* Job *
Rescale every line below by multiplying each point coordinate in the answers by 1.3 and rounding to a whole number, with halves rounded up. Give all the lines again, including their requests, and leave the pictures out.

* Given records *
***
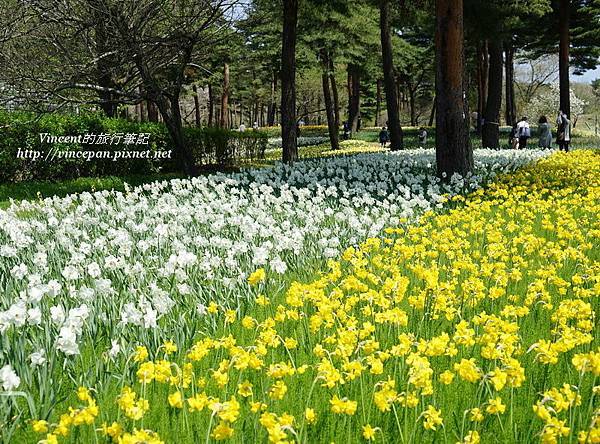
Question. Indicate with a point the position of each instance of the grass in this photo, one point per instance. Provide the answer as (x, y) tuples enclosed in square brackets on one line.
[(517, 262), (365, 141)]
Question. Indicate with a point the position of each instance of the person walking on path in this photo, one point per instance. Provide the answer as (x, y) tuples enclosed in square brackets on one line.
[(513, 139), (422, 136), (563, 132), (523, 132), (545, 133), (384, 137)]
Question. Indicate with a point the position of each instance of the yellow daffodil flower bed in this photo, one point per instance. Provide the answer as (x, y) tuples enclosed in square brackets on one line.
[(475, 325)]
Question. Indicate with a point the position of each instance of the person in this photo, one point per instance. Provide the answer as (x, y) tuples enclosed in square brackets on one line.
[(545, 133), (422, 136), (513, 140), (563, 132), (346, 130), (523, 132), (384, 137)]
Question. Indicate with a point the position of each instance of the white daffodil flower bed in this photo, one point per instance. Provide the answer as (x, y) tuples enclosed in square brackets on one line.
***
* Answer to the problem *
Question. Indicate with a point the position of each instance of the grass in this photo, one point per instance. Provide the answer as (x, y) tuples enclosed in square brackets on one line.
[(672, 341), (475, 183)]
Question. Indicate with a point the position of each instance of the person walking on path in this photo, one point per instance. Provide the answer as (x, y) tuples enclosed in square brackets on one line.
[(667, 181), (549, 177), (732, 172), (680, 172), (709, 173), (499, 178)]
Question. Indicate with a point the position of each instance of the yellow daffodil flower bed in this photo, one point per instance. Provide the answer as (x, y) tuples enclosed in square brackets on one line.
[(618, 423)]
Question. Indicate with a point the position of each instance of the person in this photo, one point per instance. Provide the answer as (x, y) tuples enclosed in square brackets on one line.
[(709, 173), (549, 177), (667, 182), (732, 172), (450, 169), (680, 172), (499, 178)]
Question. Indicate with a point the position of each instance of the white daffodil flower bed in this photo, one point per instance. Provide the answer as (x, y) tuples enclosed in square brackets on one line.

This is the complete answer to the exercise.